Raw records:

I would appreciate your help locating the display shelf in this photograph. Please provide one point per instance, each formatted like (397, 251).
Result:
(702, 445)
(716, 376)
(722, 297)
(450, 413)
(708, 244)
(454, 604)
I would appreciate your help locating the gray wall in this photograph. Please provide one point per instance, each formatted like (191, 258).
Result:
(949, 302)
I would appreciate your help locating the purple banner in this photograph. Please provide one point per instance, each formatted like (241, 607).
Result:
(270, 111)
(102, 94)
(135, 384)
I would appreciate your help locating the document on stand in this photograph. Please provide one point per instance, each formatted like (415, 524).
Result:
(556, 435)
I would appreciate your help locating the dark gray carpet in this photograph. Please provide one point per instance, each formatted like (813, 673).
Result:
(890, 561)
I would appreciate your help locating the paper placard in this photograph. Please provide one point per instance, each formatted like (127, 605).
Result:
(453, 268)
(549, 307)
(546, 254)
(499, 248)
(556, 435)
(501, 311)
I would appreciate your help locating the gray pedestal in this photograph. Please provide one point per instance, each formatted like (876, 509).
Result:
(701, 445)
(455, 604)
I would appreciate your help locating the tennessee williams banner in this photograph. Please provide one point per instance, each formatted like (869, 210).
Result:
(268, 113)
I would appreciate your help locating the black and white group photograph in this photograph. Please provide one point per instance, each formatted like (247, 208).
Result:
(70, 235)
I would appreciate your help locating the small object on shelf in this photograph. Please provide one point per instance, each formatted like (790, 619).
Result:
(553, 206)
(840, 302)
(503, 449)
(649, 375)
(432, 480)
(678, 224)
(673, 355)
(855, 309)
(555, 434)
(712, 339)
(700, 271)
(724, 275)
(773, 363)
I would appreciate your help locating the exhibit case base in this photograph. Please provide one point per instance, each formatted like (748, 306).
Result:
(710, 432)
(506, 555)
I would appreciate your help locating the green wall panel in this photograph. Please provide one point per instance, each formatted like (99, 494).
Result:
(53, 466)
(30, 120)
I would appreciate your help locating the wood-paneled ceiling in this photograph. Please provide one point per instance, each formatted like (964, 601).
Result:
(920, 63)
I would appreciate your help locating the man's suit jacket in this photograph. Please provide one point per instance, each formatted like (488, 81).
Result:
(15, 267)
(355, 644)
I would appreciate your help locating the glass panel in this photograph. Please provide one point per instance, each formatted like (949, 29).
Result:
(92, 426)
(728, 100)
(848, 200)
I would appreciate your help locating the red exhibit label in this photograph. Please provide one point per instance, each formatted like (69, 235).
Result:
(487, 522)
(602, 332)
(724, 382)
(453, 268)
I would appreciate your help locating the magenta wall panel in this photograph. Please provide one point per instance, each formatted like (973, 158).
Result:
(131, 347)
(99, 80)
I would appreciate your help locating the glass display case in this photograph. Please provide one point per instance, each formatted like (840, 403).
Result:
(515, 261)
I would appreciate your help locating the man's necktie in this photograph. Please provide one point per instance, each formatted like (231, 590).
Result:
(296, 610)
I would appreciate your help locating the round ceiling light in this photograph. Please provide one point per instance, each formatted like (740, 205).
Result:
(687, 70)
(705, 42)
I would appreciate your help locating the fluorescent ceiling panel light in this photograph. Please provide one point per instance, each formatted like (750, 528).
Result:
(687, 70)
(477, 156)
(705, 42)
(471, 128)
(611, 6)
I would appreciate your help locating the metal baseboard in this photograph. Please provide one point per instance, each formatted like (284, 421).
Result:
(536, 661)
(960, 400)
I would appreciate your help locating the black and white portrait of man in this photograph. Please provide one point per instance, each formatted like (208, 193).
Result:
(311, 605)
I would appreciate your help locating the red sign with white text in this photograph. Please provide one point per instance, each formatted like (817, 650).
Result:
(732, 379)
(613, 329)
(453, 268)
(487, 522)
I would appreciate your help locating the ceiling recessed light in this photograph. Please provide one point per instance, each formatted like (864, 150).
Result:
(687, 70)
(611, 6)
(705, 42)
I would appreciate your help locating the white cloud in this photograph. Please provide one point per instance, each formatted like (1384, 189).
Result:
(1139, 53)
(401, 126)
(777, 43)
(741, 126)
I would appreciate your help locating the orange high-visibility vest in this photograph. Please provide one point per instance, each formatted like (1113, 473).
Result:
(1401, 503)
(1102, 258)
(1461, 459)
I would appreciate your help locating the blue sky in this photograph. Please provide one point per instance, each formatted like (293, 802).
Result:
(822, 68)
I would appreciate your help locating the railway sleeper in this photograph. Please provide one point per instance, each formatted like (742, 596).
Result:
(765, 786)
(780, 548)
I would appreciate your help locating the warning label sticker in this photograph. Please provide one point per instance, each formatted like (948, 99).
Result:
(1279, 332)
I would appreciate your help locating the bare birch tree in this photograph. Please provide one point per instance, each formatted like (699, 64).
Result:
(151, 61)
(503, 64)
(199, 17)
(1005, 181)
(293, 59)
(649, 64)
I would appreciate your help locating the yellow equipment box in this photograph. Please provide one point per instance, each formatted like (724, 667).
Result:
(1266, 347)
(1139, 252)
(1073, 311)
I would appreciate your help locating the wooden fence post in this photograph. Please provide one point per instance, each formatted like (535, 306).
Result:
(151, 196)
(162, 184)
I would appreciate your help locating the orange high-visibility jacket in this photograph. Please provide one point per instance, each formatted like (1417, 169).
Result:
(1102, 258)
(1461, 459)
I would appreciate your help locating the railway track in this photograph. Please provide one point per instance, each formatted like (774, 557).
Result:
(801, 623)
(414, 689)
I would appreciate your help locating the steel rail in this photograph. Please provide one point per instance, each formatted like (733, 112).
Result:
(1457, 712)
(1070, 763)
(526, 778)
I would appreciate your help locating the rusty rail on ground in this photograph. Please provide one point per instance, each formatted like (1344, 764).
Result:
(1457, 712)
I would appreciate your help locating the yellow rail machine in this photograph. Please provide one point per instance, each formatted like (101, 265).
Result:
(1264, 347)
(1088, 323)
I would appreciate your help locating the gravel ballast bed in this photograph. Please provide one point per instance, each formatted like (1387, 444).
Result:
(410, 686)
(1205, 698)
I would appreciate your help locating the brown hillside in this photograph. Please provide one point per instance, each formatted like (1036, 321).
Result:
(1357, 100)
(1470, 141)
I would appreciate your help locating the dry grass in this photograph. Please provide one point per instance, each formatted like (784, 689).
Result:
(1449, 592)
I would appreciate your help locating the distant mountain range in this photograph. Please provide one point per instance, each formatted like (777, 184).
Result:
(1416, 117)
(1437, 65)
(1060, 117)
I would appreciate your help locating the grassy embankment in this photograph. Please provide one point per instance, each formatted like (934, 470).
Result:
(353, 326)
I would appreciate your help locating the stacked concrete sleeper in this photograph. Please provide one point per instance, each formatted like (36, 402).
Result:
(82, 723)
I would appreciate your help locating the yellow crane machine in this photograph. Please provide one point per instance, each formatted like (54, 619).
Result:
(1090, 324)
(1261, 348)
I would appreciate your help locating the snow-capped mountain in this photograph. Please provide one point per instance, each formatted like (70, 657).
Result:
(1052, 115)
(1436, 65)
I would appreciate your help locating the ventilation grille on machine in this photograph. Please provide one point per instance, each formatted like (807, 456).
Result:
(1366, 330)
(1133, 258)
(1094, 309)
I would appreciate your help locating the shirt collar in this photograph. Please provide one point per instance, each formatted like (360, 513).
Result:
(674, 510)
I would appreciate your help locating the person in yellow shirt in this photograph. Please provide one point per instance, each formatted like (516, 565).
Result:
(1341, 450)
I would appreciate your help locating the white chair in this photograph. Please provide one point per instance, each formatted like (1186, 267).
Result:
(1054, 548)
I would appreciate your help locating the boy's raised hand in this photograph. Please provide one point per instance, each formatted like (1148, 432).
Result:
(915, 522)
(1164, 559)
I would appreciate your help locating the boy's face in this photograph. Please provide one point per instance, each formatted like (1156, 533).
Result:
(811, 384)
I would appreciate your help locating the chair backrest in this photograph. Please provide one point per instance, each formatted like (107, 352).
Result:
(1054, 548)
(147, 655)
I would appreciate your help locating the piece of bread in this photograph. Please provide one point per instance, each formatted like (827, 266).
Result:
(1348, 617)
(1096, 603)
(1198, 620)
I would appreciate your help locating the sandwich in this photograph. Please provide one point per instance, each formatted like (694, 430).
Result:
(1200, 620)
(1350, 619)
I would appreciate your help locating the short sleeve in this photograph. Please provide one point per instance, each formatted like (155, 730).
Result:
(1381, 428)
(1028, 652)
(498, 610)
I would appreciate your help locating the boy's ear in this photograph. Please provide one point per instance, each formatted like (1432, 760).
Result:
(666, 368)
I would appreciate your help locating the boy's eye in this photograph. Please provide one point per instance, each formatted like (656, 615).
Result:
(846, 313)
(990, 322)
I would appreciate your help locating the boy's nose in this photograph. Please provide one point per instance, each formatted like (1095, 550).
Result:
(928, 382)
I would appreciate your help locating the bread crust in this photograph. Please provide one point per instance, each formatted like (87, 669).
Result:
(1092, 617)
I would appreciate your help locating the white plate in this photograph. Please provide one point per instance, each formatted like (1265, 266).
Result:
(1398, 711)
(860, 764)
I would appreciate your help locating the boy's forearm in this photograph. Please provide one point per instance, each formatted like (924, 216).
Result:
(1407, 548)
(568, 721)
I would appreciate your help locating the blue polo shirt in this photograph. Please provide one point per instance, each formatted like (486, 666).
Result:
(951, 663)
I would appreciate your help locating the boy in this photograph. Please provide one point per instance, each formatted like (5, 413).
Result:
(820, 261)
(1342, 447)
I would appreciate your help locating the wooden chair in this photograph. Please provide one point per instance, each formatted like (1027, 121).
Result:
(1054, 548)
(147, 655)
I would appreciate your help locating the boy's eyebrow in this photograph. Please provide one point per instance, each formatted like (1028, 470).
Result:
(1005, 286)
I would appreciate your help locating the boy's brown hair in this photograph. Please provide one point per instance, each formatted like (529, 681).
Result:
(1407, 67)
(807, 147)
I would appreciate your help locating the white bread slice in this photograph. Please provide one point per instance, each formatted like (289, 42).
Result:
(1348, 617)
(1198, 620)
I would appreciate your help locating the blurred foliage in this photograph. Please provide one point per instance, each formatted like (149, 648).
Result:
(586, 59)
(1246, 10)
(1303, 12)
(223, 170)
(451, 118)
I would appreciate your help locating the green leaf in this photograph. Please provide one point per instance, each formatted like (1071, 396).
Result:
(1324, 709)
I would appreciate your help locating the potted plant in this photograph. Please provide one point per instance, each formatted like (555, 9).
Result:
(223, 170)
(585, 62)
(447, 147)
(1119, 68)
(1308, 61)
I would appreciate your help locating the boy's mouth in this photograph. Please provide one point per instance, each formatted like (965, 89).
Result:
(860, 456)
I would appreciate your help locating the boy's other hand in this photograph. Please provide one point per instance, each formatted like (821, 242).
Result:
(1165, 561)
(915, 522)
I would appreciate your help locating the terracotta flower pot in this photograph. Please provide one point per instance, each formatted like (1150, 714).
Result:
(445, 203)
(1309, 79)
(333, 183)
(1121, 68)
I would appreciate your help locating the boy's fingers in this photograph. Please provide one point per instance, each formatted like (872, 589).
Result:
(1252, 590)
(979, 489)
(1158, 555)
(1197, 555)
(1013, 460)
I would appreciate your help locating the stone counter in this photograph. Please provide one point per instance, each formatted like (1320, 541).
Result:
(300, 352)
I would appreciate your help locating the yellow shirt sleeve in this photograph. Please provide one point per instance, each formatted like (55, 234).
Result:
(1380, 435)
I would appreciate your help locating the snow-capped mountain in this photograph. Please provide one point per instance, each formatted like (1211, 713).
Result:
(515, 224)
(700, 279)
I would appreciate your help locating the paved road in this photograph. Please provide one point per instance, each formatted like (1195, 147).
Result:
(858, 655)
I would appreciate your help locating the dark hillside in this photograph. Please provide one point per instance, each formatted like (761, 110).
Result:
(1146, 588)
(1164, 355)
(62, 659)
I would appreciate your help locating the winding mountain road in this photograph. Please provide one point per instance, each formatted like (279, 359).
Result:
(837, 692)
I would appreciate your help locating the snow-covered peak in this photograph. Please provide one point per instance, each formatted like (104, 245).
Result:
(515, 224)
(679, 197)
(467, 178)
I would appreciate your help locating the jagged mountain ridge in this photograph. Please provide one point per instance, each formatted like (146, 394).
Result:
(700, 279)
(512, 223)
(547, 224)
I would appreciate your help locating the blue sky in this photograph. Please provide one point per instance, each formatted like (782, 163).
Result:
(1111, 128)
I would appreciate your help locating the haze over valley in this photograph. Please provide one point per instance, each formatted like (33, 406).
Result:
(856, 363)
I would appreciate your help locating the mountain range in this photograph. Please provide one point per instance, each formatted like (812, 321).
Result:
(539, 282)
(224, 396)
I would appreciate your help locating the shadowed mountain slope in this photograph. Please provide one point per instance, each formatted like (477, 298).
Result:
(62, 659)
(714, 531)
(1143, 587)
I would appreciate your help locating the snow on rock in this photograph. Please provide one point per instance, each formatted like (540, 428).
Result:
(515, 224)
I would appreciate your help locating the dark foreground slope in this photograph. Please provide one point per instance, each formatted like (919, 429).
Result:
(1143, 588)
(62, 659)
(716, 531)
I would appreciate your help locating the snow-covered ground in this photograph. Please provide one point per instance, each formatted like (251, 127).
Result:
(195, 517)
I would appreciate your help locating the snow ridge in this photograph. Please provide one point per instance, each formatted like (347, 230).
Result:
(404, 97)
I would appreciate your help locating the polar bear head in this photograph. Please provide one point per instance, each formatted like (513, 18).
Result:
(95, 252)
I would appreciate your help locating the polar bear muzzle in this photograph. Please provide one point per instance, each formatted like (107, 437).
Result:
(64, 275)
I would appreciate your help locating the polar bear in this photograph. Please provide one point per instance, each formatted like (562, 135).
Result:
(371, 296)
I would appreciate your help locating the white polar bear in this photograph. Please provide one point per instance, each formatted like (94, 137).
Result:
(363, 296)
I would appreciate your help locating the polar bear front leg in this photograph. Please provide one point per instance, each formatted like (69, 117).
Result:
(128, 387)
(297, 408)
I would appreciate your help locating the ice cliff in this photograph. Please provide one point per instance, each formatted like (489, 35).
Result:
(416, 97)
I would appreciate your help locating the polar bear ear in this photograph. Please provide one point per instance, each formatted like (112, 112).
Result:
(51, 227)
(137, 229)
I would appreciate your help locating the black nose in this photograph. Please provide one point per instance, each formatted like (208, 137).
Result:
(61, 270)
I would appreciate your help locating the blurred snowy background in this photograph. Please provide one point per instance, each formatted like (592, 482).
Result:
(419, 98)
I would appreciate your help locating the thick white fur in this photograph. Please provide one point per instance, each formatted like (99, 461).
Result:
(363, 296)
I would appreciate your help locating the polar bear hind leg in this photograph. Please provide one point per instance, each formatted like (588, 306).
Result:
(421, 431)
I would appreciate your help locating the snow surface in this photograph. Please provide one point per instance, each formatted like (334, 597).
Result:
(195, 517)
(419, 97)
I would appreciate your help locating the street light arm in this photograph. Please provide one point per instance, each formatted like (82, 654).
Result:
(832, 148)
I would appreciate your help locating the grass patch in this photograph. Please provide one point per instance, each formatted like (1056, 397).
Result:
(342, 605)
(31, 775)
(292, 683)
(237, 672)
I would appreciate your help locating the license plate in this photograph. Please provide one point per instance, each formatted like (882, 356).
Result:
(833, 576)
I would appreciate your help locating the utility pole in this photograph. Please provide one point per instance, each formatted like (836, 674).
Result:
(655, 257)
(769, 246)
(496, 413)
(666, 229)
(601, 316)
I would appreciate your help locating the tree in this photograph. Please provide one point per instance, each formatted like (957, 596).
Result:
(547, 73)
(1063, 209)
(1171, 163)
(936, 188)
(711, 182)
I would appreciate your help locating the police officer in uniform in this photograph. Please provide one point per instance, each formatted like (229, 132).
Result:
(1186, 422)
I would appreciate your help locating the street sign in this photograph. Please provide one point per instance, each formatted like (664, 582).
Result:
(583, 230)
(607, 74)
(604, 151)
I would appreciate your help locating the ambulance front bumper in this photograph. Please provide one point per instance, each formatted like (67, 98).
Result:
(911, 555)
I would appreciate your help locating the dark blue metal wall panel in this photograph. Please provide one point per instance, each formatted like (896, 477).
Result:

What the exercise asks:
Can you reproduce every line unchanged, from the line containing "I would appreciate your help locating the white plate" through the line containing "(1324, 709)", with both of those lines included?

Full answer:
I would appreciate your help locating the white plate in this photograph. Please provide one point per instance, each formatted like (1265, 266).
Result:
(1398, 711)
(860, 764)
I would appreciate your help locating the boy's forearm in this photograph. Please provide one point per instance, each formatted like (924, 216).
Result:
(1407, 548)
(568, 721)
I would appreciate your help locating the blue polo shirt in this photograph. Please provide one point per instance, each formatted like (486, 666).
Result:
(951, 663)
I would appreciate your help locating the boy in this photograph. Please provide one point per instance, each formatted like (5, 413).
Result:
(820, 261)
(1342, 447)
I would appreciate your help locating the wooden chair in this photograph. Please provide one point per instance, each formatted like (1027, 121).
Result:
(1054, 548)
(147, 655)
I would appreciate your help locating the boy's eyebrow in this photograph. Please provide one point per instance, each formatted like (1028, 470).
Result:
(1005, 286)
I would appreciate your help locating the boy's brown hair in this photograph. Please provide one point per instance, each formatted like (529, 681).
Result:
(1407, 67)
(807, 147)
I would appreciate your help locating the white bread slice in this photograph. Please provide one point per instance, each formatted like (289, 42).
Result:
(1348, 617)
(1198, 620)
I would appreciate your help locating the blurred foliage in this photograph. Please provide one point per instance, each formatted like (149, 648).
Result:
(586, 59)
(1246, 10)
(1303, 12)
(223, 170)
(451, 118)
I would appreciate your help locating the green leaf in this photograph. Please provide one point per instance, each formatted like (1071, 396).
Result:
(1324, 709)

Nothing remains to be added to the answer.